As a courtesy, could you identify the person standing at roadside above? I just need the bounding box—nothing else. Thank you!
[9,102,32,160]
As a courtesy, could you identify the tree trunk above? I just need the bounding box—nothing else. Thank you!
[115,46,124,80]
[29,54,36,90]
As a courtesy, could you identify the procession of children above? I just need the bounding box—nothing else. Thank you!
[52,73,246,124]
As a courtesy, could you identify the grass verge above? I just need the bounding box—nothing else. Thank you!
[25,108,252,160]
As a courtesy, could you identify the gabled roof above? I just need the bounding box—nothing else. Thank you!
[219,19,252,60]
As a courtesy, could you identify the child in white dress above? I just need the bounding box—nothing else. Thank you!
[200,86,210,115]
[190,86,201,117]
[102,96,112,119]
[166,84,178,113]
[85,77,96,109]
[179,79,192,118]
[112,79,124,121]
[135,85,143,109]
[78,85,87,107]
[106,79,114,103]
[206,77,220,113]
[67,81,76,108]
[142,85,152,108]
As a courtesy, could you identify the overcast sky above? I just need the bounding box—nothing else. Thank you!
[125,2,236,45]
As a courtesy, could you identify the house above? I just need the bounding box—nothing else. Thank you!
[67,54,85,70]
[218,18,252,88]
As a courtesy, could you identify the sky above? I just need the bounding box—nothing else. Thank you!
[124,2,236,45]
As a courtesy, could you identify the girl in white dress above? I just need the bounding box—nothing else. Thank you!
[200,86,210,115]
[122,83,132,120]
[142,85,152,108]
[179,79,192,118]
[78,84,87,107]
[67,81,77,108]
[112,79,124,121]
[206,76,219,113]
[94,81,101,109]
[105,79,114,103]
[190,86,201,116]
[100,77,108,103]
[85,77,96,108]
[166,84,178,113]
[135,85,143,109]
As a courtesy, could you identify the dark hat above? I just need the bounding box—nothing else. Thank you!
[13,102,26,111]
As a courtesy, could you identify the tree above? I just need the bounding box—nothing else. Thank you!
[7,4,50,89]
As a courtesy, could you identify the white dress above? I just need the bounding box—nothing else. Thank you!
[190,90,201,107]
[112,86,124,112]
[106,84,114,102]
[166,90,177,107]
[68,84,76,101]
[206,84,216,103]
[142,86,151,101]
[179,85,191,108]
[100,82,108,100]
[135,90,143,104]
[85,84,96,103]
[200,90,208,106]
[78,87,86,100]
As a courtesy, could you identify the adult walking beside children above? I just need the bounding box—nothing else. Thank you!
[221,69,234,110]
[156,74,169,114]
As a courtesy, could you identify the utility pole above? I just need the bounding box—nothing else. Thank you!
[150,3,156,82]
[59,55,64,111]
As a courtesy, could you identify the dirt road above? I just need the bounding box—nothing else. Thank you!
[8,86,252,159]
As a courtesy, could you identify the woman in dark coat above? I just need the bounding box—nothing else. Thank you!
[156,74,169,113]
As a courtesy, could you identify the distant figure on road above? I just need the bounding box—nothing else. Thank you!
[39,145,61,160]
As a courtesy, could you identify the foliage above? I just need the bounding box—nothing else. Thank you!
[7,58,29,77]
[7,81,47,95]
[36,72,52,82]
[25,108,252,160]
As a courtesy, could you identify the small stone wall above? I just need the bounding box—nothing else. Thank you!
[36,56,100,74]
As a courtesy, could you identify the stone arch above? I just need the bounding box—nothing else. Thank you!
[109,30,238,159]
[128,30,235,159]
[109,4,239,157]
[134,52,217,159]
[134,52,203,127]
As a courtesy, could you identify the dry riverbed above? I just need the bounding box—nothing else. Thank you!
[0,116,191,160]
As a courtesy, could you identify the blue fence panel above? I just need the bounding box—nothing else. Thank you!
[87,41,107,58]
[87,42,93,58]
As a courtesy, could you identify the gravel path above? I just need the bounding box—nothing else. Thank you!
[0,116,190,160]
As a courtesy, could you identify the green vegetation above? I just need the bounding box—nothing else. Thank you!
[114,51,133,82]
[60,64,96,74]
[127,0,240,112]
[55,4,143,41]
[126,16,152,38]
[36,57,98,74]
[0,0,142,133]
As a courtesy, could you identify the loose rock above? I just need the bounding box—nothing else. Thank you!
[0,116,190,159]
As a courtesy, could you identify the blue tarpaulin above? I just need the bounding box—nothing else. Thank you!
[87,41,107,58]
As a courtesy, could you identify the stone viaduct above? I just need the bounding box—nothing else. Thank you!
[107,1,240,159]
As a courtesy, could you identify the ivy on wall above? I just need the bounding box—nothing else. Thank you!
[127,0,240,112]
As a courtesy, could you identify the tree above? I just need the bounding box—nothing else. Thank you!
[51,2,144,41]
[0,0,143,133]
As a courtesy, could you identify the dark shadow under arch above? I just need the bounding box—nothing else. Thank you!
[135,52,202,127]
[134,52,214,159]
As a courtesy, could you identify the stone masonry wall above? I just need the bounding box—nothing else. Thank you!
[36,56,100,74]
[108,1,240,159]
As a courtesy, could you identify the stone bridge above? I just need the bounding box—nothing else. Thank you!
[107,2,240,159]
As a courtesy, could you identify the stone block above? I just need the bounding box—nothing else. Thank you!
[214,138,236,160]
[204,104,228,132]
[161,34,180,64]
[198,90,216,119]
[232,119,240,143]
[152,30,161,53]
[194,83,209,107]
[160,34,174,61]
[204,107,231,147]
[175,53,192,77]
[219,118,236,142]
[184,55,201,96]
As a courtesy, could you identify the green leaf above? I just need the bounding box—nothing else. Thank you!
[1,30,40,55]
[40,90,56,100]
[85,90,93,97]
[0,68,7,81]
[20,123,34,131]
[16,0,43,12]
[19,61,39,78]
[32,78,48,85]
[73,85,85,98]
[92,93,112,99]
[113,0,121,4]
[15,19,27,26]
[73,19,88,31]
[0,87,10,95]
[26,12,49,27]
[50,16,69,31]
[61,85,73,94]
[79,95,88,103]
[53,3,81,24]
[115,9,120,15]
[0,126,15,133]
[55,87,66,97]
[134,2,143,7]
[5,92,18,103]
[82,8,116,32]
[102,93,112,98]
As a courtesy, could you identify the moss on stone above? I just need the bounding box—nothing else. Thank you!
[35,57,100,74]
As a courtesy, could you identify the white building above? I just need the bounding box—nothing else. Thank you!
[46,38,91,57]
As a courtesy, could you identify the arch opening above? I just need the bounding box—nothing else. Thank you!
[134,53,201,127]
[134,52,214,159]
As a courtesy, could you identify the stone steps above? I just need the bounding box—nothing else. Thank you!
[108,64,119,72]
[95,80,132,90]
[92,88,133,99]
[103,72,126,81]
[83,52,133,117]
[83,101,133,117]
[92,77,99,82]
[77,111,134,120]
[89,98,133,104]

▸ TASK OBJECTIVE: Each line of the data above is to be set down exactly.

▸ RESULT:
As a courtesy, could you identify the person standing at roadside above? I just need the bounding box—nothing else. Thank you!
[9,102,32,160]
As a courtesy, could you identify the tree trunk above? I just need the bounding box—nothing else. Thank you!
[115,46,124,80]
[29,54,36,90]
As a courtesy, could you identify the procession of children above? I just need the bounding box—nothing else. Thank you!
[52,73,246,124]
As a courtesy, could you identify the grass verge above? I just need the bounding box—nothing else. Thank you!
[25,108,252,160]
As a courtesy, could you identify the gabled roof above? I just need the bounding box—nothing else. Thank you!
[219,19,252,60]
As a courtesy, could you identify the child in white dress above? I just need the bounding box—nothing else. Thank you!
[200,86,210,115]
[190,86,201,117]
[102,96,112,119]
[166,84,178,113]
[85,77,96,109]
[179,79,192,118]
[112,79,124,121]
[135,85,143,109]
[78,85,87,107]
[106,79,114,103]
[206,77,220,113]
[67,81,76,108]
[142,85,152,108]
As a courtesy, could you identify the overcast sky above? I just need the bounding box—nothing else. Thank you!
[125,2,236,45]
As a courtesy, could you identify the house above? I just need the bounding box—nothing else. Thank you!
[67,54,85,70]
[218,18,252,88]
As a courtesy, could you identify the sky above? I just need the bounding box—nothing else. Thank you!
[124,2,236,45]
As a courtesy, could you identify the girl in white dress above? I just need the bounding box—nothing else. Thank you!
[200,86,210,115]
[122,83,132,120]
[142,85,152,108]
[179,79,192,118]
[78,84,87,107]
[67,81,77,108]
[112,79,124,121]
[206,76,219,113]
[94,81,101,109]
[105,79,114,103]
[190,86,201,116]
[100,77,108,103]
[85,77,96,108]
[166,84,178,113]
[135,85,143,109]
As a courtesy, could you identify the dark hat above? I just need the bounding box—nothing else. Thank you!
[13,102,26,111]
As a courtesy, could you identify the tree above? I just need the bounding box—nothing else. Thank you!
[7,4,50,89]
As a courtesy, could you identify the white dress above? I just need the bounding box—nothing else. Thank you!
[190,90,201,107]
[112,86,124,112]
[106,84,114,102]
[166,90,177,107]
[68,84,76,101]
[206,84,216,103]
[142,86,151,101]
[179,85,191,108]
[100,82,108,100]
[135,90,143,104]
[85,84,96,103]
[200,90,208,106]
[78,87,86,100]
As a courtesy, could you identify the adult walking beside children above? I just need the bounding box—nothing else. Thank you!
[221,69,234,110]
[156,74,169,114]
As a courtesy, could you identify the utility pole above? I just need the bounding box—nothing else. Thank you!
[150,3,156,82]
[59,55,64,111]
As a courtesy, could you identify the dirt road above? I just need the bounding box—nothing else. Thank you!
[8,86,252,159]
As a courtesy, could you identify the woman in dark coat above? I just need the bounding box—nothing else. Thank you!
[156,74,169,113]
As a courtesy, could you identify the distant figure on road above? I just need the bounding box—nothing else. Thank you!
[39,145,61,160]
As a courtesy, could you identify the foliage above? I just need the bounding box—nothing else. Thank you!
[7,58,29,77]
[7,81,47,95]
[36,72,52,82]
[25,108,252,160]
As a courtesy, could you identify the small stone wall above? I just need the bounding box—nothing else. Thank you!
[36,56,100,74]
As a courtesy, could you identify the stone arch above? I just need the bounding box—nothing else. Thank you!
[109,30,238,159]
[128,30,235,159]
[109,4,239,157]
[134,52,217,159]
[134,52,203,127]
As a courtesy, could you identify the dry riverbed above? I just need the bounding box—nothing else. Thank you!
[0,116,191,160]
As a courtesy, could you identify the blue fence panel above? I just need the bounding box—nothing else. Thank you!
[87,41,107,58]
[87,42,93,58]
As a courtesy, could you identify the gravel path above? I just need the bounding box—nothing else. Thank you!
[0,116,190,160]
As a courtesy, could you identify the green vegetation above? I just need the bounding box—nothing else. Thank you!
[114,51,133,82]
[60,64,96,74]
[127,0,240,112]
[55,4,143,41]
[126,16,152,38]
[36,57,98,74]
[0,0,142,133]
As a courtesy, could you identify the loose rock above? I just need the bounding box—nothing else. Thank you!
[0,116,190,159]
As a courtesy, could you identify the blue tarpaulin above? I just need the bounding box—nothing else. Thank you!
[87,41,107,58]
As a courtesy, could you identify the stone viaduct above? I just need the bounding box—nothing else. Thank you!
[107,1,240,159]
As a courtesy, could you identify the ivy on wall above? I just need the bounding box—nothing else. Thank you!
[127,0,240,112]
As a courtesy, could you identify the tree above? I just need the bounding box—nothing else. Thank you!
[51,2,144,41]
[0,0,143,133]
As a courtesy, could you identify the dark shadow under arch above? I just need the bounding box—nothing else. Thank you!
[135,52,202,127]
[134,52,214,159]
As a courtesy, could you identify the stone masonry wall above? I just need the bounding box—nothing else. Thank you!
[36,56,100,74]
[108,1,240,159]
As a courtesy, could you identify the stone bridge above? I just need the bounding box—nothing else. Thank you!
[107,2,240,159]
As a courtesy, could you identify the stone block above? I just need the bounding box—nothing else. Thank you!
[214,138,236,160]
[204,104,228,132]
[161,34,180,64]
[198,90,216,119]
[232,119,240,143]
[152,30,161,53]
[194,83,209,107]
[160,34,174,61]
[204,107,231,147]
[175,53,192,77]
[219,118,236,142]
[184,55,201,96]
As a courtesy, could you identify the green leaf above? I just need the bounding box—nothing else. Thank you!
[1,30,40,55]
[40,90,56,100]
[85,90,93,97]
[0,68,7,81]
[20,123,34,131]
[16,0,43,12]
[19,61,39,78]
[32,78,48,85]
[73,85,85,98]
[92,93,112,99]
[113,0,121,4]
[15,19,27,26]
[73,19,88,31]
[0,87,10,95]
[26,12,49,27]
[50,16,69,31]
[61,85,73,94]
[79,95,88,103]
[53,3,81,24]
[115,9,120,15]
[0,126,15,133]
[55,87,66,97]
[134,2,143,7]
[5,92,18,103]
[82,8,116,32]
[102,93,112,98]
As a courtesy, could you identify the moss on stone above? I just need the bounding box—nothing else. Thank you!
[35,57,100,74]
As a courtesy, could you identify the white building above? I just need the bounding box—nothing else. Thank you!
[46,38,91,57]
As a courtesy, could you identify the arch opening above? I just need the bounding box—nothing else. Thank you!
[134,53,201,127]
[134,52,214,159]
As a courtesy, could you identify the stone steps above? I just need the bounding box—nothing else. Thank you!
[108,64,119,72]
[95,80,132,90]
[92,88,133,99]
[103,72,126,81]
[83,52,133,117]
[83,101,133,117]
[92,77,99,82]
[77,111,134,120]
[89,98,133,104]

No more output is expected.